‘Trillion on top of a trillion’ in stimulus will push 10-year Treasury yields to 2% by year-end, top forecaster says

‘Trillion on top of a trillion’ in stimulus will push 10-year Treasury yields to 2% by year-end, top forecaster says

Massive U.S. fiscal stimulus will overwhelm the crippling economic impact of the coronavirus over the next few months, says Aneta Markowska, chief economist at Jefferies and the winner—along with money market economist Tom Simons—of MarketWatch’s Forecaster of the Month contest for the second month in a row.

“If you give people money, they are going to find a way to spend it,” Markowska says. Although the U.S. economy lost steam late in 2020, that “negative momentum will reverse by February,” she says.

With Democrats controlling Congress, the economy will likely get another fiscal boost of “a trillion on top of a trillion,” she says. “I don’t see how that doesn’t have a positive effect.”

She figures the economy will hit full employment by the end of 2022, which might lead the Federal Reserve to signal a taper or a liftoff a lot earlier than investors expect. The yield on the 10-year note
which is now around 1.14%, could approach 2% by the end of 2021, driven by changing expectations about growth, Treasury supply and monetary policy.

* * * *

_THINGS TO DO_
#1 Restate the paragraph beginning "Massive U.S. fiscal stimulus will overwhelm" from the Treasury yields article more briefly, keeping its main facts.
#2 According to the Treasury yields article, by when does Markowska expect the economy to reach full employment?
#3 Resume the article on stimulus and Treasury yields from its last sentence.

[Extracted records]
* * * *

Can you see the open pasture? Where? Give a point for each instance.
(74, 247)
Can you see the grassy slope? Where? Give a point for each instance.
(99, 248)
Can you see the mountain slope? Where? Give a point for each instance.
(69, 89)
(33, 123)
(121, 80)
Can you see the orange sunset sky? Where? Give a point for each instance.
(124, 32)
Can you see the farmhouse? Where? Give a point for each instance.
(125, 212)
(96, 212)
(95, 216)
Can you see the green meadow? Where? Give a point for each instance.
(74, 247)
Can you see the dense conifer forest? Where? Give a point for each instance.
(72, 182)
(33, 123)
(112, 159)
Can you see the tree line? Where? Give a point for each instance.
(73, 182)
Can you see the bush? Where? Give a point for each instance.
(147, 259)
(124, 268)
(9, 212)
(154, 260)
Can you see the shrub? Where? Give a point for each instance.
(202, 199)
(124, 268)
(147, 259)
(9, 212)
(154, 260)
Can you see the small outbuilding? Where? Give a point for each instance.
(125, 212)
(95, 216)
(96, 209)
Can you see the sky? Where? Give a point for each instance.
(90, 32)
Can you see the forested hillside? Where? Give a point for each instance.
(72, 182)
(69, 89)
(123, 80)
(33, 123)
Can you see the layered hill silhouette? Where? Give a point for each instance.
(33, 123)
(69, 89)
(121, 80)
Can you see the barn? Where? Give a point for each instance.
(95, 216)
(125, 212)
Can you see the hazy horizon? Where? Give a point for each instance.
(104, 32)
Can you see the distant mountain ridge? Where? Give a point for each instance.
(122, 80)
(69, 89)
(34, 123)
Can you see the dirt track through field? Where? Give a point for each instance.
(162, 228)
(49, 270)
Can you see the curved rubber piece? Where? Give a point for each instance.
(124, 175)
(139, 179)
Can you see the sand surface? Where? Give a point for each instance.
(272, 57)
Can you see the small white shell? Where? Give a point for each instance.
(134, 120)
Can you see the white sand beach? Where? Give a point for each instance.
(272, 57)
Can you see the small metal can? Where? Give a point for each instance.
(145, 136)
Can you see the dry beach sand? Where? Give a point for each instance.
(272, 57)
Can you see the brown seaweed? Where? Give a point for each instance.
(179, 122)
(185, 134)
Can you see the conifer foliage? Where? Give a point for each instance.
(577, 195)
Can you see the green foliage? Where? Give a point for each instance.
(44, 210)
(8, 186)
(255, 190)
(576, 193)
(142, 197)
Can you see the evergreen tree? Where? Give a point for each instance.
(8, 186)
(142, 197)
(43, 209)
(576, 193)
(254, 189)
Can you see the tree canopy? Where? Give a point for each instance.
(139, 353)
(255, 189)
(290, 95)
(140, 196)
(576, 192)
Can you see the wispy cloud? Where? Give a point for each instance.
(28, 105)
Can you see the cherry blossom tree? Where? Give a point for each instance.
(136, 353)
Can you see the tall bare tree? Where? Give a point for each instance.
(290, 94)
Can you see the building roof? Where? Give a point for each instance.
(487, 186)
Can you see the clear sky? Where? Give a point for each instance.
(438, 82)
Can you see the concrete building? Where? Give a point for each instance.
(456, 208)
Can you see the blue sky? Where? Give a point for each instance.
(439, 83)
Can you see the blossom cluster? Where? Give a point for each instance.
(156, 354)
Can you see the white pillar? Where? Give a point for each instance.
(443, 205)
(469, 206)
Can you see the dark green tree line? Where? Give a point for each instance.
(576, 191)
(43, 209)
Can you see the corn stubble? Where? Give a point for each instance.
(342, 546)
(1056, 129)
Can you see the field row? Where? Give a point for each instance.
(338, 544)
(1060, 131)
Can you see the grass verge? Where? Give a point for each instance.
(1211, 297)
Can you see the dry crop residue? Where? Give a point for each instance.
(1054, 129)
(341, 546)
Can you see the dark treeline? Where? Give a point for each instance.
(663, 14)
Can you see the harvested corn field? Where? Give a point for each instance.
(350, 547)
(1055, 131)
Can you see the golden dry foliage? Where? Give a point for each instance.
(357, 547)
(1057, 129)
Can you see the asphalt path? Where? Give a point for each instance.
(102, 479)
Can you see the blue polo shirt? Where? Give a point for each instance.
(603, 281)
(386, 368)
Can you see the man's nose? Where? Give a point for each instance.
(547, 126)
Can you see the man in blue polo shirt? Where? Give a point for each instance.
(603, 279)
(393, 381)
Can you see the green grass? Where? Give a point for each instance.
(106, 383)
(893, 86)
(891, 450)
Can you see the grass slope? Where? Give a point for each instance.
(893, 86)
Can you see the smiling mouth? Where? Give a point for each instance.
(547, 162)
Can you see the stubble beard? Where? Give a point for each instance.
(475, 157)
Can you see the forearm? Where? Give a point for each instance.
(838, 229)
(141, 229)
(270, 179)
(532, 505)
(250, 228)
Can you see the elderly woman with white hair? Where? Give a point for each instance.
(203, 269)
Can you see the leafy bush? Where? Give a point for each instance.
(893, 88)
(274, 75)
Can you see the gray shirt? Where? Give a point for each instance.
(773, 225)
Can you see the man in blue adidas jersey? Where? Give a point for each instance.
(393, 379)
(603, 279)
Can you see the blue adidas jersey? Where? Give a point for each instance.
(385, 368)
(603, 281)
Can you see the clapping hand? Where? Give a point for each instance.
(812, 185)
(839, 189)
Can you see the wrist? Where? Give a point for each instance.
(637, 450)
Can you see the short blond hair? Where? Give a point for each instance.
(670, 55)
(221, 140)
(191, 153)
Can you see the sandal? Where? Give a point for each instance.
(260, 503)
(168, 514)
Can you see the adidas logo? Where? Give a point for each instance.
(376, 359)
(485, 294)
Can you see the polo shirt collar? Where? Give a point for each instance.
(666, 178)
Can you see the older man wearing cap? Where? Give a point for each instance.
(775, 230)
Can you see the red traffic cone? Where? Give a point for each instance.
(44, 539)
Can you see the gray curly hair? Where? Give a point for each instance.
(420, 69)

* * * *

_RESPONSES FOR EACH TASK_
#1 Aneta Markowska, chief economist at Jefferies, says large U.S. fiscal stimulus will outweigh the coronavirus's damage to the economy over the next few months. She and money market economist Tom Simons have won MarketWatch's Forecaster of the Month contest for the second month running.

#2 By the end of 2022.

#3
“Markets will have to reprice the Fed liftoff,” Markowska says. “The election was unambiguous” for bond investors, but the impact on the stock market will vary across sectors. The rotation into small-caps, value and cyclicals “makes sense” to her team.

She’s confident the government will “work out the kinks” that marred the rollout of the COVID-19 vaccinations. By the middle of the year, roughly half of the U.S. population will have been vaccinated, she estimates.

Markowska is unperturbed about the possibility that all that stimulus will fuel inflation. “Demand is up, but supply will go up a lot,” she says.

Much of the cash will be spent on services as face-to-face businesses such as restaurants, entertainment and personal services reopen for business.

Retail inventories are relatively low, but producers are working overtime to replenish stocks.

As the economy continues to recover, she expects imbalances between supply and demand will fade. Inventories in housing and retail are at the lowest levels in decades, putting upward pressure on prices. But not to worry, she says: “An old-fashioned industrial expansion is kicking in” that should rebuild inventories and subdue inflationary pressures.

Markowska and Simons have won our forecasting contest three times in the past nine months, including two months in a row. December’s contest was one of our closest ever, with the team from Jefferies winning by a whisker in what was essentially a five-way tie for first.

The runners-up in the December contest were Michelle Meyer’s team at Bank of America, James Sweeney’s team at Credit Suisse, Christophe Barraud of Market Securities, and Jim O’Sullivan of TD Securities.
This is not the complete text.